• [TASK DETAILS]: Filter the records for "railing" and keep each line that has it.

((

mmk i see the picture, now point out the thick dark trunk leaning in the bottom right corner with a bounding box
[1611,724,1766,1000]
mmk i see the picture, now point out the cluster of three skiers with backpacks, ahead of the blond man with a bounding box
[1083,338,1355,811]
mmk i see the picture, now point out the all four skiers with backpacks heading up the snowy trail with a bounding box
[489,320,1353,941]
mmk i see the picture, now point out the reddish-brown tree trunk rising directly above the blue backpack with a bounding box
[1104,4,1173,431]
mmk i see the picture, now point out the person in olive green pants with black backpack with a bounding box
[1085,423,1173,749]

))
((

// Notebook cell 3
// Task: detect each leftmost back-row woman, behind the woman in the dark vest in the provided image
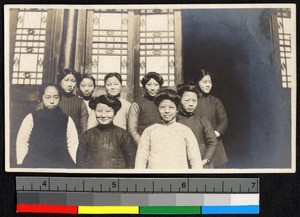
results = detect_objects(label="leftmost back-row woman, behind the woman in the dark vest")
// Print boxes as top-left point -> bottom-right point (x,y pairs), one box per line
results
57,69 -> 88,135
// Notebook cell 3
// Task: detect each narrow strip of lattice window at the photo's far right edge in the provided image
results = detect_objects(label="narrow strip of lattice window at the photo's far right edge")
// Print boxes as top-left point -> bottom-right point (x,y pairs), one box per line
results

))
((

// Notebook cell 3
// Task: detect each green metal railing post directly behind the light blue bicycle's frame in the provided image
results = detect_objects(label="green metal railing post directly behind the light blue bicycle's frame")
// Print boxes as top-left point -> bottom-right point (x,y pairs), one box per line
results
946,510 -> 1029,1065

))

• [SOLUTION TO THIS PROBLEM]:
// Task: detect each green metal railing post directly behind the light blue bicycle's frame in the provided image
results = detect_objects(label="green metal railing post directly behind the light blue bicycle's frame")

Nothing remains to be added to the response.